⟨

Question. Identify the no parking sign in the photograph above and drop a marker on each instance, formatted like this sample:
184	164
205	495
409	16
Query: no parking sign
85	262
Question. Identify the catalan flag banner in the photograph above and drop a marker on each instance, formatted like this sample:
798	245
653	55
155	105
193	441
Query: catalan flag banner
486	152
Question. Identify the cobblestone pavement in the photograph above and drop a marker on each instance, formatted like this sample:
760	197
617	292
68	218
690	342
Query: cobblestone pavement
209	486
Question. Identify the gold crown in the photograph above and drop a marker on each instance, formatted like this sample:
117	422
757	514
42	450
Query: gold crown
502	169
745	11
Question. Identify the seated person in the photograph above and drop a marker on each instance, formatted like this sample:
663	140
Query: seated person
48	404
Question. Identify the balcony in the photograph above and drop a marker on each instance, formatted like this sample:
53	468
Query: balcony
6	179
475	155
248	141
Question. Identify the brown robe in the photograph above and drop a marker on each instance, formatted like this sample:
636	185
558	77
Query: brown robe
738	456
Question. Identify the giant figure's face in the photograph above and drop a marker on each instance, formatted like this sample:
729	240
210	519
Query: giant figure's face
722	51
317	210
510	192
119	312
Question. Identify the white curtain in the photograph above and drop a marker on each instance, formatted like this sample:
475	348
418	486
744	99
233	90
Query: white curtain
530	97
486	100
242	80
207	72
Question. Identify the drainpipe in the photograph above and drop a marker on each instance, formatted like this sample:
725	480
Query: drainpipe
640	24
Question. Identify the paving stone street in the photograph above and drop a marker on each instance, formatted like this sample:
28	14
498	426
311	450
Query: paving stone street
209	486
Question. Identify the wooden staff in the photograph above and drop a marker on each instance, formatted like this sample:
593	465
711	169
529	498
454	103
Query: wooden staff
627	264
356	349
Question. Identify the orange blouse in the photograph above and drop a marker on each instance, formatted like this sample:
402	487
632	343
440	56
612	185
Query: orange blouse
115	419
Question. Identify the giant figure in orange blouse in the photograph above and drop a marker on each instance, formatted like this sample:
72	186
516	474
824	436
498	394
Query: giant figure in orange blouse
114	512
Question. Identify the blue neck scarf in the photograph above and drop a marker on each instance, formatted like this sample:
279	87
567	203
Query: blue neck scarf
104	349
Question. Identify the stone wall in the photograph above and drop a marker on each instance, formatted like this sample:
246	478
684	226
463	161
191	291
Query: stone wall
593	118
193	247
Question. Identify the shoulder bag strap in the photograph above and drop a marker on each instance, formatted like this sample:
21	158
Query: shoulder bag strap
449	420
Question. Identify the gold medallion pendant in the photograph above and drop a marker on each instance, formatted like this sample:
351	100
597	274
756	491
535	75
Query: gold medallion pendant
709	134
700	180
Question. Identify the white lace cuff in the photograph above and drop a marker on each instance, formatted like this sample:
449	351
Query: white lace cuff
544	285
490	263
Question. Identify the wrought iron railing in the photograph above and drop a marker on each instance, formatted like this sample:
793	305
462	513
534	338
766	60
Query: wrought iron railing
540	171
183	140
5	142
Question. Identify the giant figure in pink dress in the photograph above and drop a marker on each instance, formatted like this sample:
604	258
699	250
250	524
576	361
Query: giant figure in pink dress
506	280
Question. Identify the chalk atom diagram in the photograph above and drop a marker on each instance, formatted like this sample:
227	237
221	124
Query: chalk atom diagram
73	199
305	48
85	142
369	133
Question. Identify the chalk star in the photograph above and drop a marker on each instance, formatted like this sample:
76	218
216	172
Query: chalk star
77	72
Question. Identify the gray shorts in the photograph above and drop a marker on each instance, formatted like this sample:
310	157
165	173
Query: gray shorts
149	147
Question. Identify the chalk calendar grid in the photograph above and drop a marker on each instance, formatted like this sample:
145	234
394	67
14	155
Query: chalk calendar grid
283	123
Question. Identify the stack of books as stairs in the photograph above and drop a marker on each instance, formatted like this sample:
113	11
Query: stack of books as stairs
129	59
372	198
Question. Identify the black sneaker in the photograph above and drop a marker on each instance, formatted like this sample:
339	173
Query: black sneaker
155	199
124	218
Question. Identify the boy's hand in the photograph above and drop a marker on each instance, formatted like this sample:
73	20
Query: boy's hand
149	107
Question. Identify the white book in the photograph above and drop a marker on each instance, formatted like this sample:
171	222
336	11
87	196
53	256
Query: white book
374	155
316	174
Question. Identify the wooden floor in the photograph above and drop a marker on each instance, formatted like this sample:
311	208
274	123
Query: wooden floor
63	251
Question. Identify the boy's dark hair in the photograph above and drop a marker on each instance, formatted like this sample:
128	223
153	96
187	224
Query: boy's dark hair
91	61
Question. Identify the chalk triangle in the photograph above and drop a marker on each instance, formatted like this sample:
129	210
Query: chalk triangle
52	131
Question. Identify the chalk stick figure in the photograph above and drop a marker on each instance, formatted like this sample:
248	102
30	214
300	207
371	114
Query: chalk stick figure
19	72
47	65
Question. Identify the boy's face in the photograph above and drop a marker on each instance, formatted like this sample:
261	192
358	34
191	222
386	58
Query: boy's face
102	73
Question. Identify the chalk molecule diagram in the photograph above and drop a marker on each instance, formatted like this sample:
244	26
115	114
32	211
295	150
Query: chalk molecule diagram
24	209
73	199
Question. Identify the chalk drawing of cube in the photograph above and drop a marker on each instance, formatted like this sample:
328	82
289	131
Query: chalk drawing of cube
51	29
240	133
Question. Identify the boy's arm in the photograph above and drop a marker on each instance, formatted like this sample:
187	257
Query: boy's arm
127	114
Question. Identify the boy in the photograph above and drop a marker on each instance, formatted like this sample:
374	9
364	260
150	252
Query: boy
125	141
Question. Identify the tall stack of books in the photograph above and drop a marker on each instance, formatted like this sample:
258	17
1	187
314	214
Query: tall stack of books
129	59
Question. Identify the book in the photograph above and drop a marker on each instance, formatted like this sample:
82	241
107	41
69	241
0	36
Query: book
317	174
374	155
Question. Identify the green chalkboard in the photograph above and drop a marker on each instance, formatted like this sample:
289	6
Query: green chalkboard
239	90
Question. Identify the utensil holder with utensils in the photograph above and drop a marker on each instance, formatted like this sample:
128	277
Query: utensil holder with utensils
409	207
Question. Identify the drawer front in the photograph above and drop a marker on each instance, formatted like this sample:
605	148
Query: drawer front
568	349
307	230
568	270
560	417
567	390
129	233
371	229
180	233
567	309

⟩

### Your task
With nothing omitted, set down all of the records again.

### Solution for this task
Question. Identify the no parking sign in the photograph above and drop a marker on each instance, formatted like this sample:
184	164
205	495
409	16
Query: no parking sign
85	262
Question. Identify the catalan flag banner in the photograph above and drop a marker on each instance, formatted like this sample:
798	245
653	55
155	105
193	441
Query: catalan flag banner
486	152
Question. Identify the cobblestone pavement in the photograph above and drop a marker on each instance, formatted like this sample:
760	197
617	292
68	218
690	342
Query: cobblestone pavement
209	486
Question. Identify the gold crown in the photograph above and drop a marker on each instance, formatted like this sample:
117	422
757	514
42	450
Query: gold crown
502	169
745	11
Question. Identify the seated person in the photograph above and drop a marker on each instance, formatted like this sample:
663	140
Query: seated person
48	404
Question. Identify the balcony in the photograph above and drop a marker on each instance, formatted like this sample:
53	468
Query: balcony
6	179
475	155
248	141
Question. Identify the brown robe in the photograph above and drop a marker on each instance, formatted like this sample:
636	185
558	77
Query: brown robe
738	456
Question. Identify the giant figure's face in the photograph above and drop a marker on each instance, formatted like this sample:
729	240
210	519
Query: giant figure's face
722	51
317	210
510	192
119	312
Question. Identify the white curtain in the photograph above and drop a marker on each instance, formatted like this sample:
475	348
418	486
744	99
233	90
Query: white curtain
530	97
486	100
242	80
207	72
Question. Identify the drainpipe in the photograph above and drop a marker on each instance, formatted like this sample:
725	480
Query: drainpipe
640	24
Question. Identify the paving stone street in the photograph above and drop a marker on each instance, formatted like this sample:
28	14
498	426
311	450
Query: paving stone street
209	486
Question. Identify the wooden staff in the photograph above and drop a marker on each instance, formatted like this sample:
593	465
711	169
529	498
454	103
Query: wooden staff
627	264
356	349
Question. Identify the orange blouse in the photograph above and drop a marker on each instance, formatted like this sample:
402	487
632	343
440	56
612	185
Query: orange blouse
115	419
Question. Identify the giant figure in orange blouse in the photograph above and drop a marker on each instance, formatted like this sample:
72	186
516	474
824	436
498	394
Query: giant figure in orange blouse
114	512
Question. Identify the blue neck scarf in the photograph above and drop a marker on each instance, formatted like this sample:
279	87
567	203
Query: blue neck scarf
104	349
Question. Identify the stone wall in the photograph above and drop a marker on each instance, formatted like this sample:
246	478
684	226
463	161
191	291
Query: stone wall
593	118
193	247
Question. Identify the shoulder bag strap in the photograph above and drop a marker on each instance, formatted like this sample:
21	158
Query: shoulder bag strap
449	420
Question. Identify the gold medallion pendant in the photograph above and drop a marker on each instance, formatted like this sample:
351	100
597	274
756	491
535	75
Query: gold medallion pendant
709	134
700	180
Question. Identify the white lace cuff in the photograph above and drop a marker on each instance, formatted like this sample:
449	351
Query: white lace cuff
544	285
490	263
Question. Identify the wrought iron railing in the photograph above and drop a marker on each instance, formatted like this sample:
793	305
462	513
534	338
766	60
Query: wrought iron railing
540	171
183	140
5	142
Question. Identify the giant figure in pink dress in the photograph above and drop a marker on each instance, formatted like this sample:
604	258
699	250
250	524
576	361
Query: giant figure in pink dress
506	280
Question. Identify the chalk atom diagram in the photograph above and drop a marker on each instance, formatted like this sample:
227	237
221	124
Query: chalk atom diagram
73	199
305	48
85	142
369	133
Question. Identify the chalk star in the photograph above and drop a marker on each instance, formatted like this sample:
76	218
216	172
Query: chalk star
77	72
Question. Identify the gray shorts in the photograph above and drop a marker on each instance, formatted like this sample:
310	157
165	173
Query: gray shorts
149	147
Question. Identify the chalk calendar grid in the photograph above and drop a marker on each instance, formatted like this sample:
145	234
394	67
14	155
Query: chalk calendar grid
283	123
Question. Identify the stack of books as stairs in the photograph above and drop a marker on each instance, formatted like this sample:
113	11
Query: stack of books as stairs
129	59
372	198
Question. Identify the black sneaker in the photograph above and drop a marker on each instance, formatted like this sample:
339	173
Query: black sneaker
155	199
124	218
Question. Identify the boy's hand in the photograph above and drop a marker on each instance, formatted like this sample:
73	20
Query: boy's hand
149	107
Question. Identify the white book in the photograph above and drop a marker on each instance, formatted like this sample:
171	222
336	11
87	196
53	256
Query: white book
374	155
316	174
Question. Identify the wooden floor in the photograph above and drop a marker on each instance, formatted like this sample:
311	208
274	123
Query: wooden floor
63	251
Question. Identify the boy's dark hair in the photograph above and drop a marker on each instance, formatted like this sample:
128	223
153	96
187	224
Query: boy's dark hair
91	61
Question. Identify the chalk triangle in the photograph above and drop a marker on each instance, formatted like this sample:
129	210
Query: chalk triangle
52	131
Question. Identify the chalk stick figure in the photograph above and drop a marker on each instance, formatted like this sample:
248	102
30	214
300	207
371	114
Query: chalk stick figure
19	72
47	65
Question. Identify the boy's face in the photograph above and drop a marker on each instance, formatted like this sample:
261	192
358	34
191	222
386	58
Query: boy's face
102	73
Question. Identify the chalk molecule diagram in the photograph above and drop a marker on each instance, formatted like this sample:
244	26
115	114
32	211
295	150
Query: chalk molecule diagram
24	209
73	199
Question. Identify the chalk drawing of cube in the photograph above and drop a marker on each instance, formatted like this sample:
328	82
289	131
Query: chalk drawing of cube
51	29
240	133
Question. Identify the boy's arm in the photograph above and drop a marker on each instance, formatted like this sample:
187	257
Query: boy's arm
127	114
Question. Identify the boy in the photograph above and drop a marker on each instance, formatted like this sample:
374	9
364	260
150	252
Query: boy
125	141
Question. Identify the tall stack of books in the photograph above and drop a marker on each instance, formatted like this sample:
258	17
1	187
314	214
Query: tall stack of books
129	59
Question. Identify the book in the photograph above and drop a marker on each instance, formatted like this sample:
82	241
107	41
69	241
0	36
Query: book
317	174
374	155
Question. Identify the green chalkboard in the photograph above and drop a marker on each instance, formatted like this sample:
289	6
Query: green chalkboard
239	90
Question. Identify the utensil holder with utensils in the photograph above and drop a marker on each instance, formatted like this sample:
128	277
Query: utensil holder with utensils
409	207
Question. Identify the drawer front in the photograph above and drop a marker on each instance, formatted like this sample:
605	148
Query: drawer front
568	349
307	230
568	270
560	417
567	390
129	233
371	229
180	233
567	309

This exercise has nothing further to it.